» Exercise
Gather every line of the material below that contains the string "acoustic". Case counts.

Entries for pointing and labeling:
_ _ _ _

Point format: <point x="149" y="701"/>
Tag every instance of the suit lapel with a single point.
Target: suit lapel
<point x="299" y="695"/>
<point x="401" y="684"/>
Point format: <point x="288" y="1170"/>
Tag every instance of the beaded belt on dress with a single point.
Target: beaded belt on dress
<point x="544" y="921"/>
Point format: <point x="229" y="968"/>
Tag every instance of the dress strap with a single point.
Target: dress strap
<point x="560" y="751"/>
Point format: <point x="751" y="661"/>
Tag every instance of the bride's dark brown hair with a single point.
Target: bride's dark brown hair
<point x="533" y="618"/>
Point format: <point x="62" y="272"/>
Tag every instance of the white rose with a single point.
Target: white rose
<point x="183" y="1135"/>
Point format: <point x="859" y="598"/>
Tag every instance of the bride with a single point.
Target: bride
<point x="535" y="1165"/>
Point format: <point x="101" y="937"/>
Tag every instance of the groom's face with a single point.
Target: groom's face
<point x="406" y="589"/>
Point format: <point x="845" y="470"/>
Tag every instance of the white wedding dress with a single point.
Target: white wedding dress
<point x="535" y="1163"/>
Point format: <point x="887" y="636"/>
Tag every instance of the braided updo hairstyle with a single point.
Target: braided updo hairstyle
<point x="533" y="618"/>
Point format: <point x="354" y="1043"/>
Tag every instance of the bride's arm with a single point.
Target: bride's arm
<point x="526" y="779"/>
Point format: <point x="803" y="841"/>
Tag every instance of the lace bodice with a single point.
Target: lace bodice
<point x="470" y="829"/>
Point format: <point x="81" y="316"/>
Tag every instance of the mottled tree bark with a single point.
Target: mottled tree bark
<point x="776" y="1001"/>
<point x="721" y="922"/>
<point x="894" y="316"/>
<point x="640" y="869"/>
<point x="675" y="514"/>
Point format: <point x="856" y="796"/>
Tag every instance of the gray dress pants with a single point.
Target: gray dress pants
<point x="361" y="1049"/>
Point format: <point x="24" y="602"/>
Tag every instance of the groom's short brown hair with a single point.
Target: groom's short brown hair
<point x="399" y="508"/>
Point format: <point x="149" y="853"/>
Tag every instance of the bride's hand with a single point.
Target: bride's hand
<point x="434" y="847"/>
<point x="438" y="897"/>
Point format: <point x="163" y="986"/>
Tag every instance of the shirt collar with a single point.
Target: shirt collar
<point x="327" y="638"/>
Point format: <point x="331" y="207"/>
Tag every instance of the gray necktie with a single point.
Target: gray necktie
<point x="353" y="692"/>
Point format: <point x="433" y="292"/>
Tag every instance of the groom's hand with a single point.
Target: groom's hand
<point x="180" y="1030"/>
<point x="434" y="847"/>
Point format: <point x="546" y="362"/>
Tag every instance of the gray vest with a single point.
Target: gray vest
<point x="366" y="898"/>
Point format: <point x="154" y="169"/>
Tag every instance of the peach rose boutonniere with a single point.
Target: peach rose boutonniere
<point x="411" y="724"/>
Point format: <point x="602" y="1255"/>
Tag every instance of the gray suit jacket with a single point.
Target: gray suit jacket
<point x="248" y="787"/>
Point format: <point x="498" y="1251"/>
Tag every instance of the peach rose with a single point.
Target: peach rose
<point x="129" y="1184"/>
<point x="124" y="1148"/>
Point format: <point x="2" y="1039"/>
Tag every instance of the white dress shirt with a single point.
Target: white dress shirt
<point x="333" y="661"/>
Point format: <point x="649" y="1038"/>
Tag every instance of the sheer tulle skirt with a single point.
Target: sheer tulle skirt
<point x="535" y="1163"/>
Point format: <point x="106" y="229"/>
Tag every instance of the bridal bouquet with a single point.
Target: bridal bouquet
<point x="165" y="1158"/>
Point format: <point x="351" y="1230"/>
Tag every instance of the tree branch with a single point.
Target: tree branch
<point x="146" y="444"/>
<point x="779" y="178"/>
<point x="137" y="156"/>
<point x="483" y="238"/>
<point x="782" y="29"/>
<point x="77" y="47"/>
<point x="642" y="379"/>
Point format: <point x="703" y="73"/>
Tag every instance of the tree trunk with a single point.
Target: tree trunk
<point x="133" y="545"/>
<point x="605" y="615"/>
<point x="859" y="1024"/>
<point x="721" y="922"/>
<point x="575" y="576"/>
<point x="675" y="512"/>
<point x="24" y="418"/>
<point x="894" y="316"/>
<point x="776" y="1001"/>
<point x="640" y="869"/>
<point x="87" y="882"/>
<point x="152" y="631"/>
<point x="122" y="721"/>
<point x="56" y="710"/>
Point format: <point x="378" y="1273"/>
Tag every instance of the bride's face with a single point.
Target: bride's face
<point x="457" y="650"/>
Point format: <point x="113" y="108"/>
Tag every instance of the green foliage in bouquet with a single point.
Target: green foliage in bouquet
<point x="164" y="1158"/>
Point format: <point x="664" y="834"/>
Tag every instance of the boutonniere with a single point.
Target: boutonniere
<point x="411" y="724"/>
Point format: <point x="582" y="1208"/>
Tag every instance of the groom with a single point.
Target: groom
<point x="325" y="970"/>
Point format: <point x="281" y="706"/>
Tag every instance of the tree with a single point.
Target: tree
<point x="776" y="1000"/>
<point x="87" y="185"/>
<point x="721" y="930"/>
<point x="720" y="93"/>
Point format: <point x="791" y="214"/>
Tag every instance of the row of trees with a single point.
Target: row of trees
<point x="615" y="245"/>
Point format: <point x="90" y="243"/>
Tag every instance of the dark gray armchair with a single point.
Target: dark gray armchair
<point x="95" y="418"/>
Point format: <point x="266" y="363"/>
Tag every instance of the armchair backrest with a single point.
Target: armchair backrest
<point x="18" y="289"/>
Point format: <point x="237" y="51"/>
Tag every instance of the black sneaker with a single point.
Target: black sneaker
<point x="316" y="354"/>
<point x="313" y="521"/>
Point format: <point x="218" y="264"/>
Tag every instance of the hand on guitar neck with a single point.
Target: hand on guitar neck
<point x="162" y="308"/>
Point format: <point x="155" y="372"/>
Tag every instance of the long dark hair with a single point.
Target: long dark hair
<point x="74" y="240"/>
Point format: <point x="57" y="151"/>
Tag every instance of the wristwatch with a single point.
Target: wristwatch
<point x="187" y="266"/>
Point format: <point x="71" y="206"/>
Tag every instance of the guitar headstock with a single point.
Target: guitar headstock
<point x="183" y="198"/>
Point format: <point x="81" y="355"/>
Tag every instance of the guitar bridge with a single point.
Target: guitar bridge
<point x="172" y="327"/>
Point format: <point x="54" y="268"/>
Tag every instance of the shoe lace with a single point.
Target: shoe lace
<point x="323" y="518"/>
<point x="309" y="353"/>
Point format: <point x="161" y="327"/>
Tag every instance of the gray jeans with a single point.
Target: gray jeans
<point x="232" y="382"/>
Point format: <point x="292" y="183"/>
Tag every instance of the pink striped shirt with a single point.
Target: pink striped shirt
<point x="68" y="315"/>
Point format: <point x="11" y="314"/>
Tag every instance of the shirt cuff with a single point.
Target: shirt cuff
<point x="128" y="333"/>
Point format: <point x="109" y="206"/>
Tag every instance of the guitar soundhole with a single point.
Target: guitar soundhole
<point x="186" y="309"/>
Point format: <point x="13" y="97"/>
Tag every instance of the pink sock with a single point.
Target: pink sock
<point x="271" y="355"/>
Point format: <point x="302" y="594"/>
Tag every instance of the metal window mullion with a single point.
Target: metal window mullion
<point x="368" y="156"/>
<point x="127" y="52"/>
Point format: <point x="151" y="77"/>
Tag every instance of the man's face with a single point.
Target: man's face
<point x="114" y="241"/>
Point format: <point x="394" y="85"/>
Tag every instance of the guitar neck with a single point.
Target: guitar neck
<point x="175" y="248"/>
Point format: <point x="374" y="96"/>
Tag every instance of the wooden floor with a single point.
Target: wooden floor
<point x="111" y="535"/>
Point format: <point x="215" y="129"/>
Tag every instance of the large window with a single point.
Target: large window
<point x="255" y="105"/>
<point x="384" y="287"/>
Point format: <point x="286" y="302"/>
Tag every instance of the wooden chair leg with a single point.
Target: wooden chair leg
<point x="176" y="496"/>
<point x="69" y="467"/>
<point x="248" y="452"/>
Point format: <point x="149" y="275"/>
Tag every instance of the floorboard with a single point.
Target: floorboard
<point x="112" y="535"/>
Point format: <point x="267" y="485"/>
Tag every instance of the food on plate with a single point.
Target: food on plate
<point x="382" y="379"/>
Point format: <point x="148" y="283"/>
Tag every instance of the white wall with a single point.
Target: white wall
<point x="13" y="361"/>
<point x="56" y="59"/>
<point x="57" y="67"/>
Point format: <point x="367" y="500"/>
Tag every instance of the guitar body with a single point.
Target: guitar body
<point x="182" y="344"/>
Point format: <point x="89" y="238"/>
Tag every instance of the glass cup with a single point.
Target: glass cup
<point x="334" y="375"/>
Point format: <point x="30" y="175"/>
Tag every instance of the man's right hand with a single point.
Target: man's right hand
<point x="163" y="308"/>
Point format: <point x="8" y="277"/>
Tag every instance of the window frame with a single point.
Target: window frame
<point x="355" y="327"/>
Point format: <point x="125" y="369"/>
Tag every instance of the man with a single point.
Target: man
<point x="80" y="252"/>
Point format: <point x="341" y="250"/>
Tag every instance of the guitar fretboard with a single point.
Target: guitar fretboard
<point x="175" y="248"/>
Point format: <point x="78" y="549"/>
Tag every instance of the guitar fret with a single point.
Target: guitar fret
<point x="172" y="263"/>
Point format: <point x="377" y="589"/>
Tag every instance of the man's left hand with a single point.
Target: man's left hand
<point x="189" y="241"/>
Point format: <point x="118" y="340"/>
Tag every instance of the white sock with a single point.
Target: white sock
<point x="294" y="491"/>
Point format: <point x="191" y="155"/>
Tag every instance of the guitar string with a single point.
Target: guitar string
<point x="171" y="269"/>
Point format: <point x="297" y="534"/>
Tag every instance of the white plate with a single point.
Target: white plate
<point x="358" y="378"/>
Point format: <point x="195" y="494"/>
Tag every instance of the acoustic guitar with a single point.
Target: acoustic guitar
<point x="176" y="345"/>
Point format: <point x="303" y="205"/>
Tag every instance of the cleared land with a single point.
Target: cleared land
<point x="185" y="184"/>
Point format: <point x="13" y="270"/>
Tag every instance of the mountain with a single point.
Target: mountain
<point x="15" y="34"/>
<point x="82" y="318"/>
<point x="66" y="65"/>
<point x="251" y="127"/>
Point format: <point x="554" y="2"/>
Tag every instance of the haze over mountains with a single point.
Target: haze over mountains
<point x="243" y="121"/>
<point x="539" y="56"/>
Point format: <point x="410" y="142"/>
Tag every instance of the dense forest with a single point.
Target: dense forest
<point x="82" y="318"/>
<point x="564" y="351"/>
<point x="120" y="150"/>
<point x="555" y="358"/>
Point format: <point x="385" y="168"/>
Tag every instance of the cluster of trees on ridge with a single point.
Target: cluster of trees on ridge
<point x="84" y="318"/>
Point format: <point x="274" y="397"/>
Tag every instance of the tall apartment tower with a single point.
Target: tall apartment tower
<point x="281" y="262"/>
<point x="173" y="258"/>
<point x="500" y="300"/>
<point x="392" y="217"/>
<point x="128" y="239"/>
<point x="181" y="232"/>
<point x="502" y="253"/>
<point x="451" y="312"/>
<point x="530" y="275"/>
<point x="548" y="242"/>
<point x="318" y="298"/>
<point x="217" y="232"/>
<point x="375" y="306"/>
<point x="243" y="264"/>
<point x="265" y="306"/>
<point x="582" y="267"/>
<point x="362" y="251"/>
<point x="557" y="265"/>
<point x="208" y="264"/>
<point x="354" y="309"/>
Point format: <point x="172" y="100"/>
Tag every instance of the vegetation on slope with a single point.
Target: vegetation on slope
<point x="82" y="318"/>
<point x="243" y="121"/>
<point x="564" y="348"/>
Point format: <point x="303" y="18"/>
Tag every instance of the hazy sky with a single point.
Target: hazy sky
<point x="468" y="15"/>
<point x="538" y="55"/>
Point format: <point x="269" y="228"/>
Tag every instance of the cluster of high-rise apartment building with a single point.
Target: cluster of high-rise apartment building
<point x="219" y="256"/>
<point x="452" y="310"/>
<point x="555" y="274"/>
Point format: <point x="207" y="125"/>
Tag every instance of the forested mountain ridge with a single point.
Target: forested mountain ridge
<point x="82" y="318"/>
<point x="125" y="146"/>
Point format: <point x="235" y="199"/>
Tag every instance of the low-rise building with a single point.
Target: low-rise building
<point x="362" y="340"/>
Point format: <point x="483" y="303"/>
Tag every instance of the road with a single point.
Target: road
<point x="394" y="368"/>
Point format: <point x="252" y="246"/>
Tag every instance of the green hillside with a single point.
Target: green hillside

_ _ _ _

» Worked solution
Tag every instance of the acoustic guitar with a single point.
Target: acoustic guitar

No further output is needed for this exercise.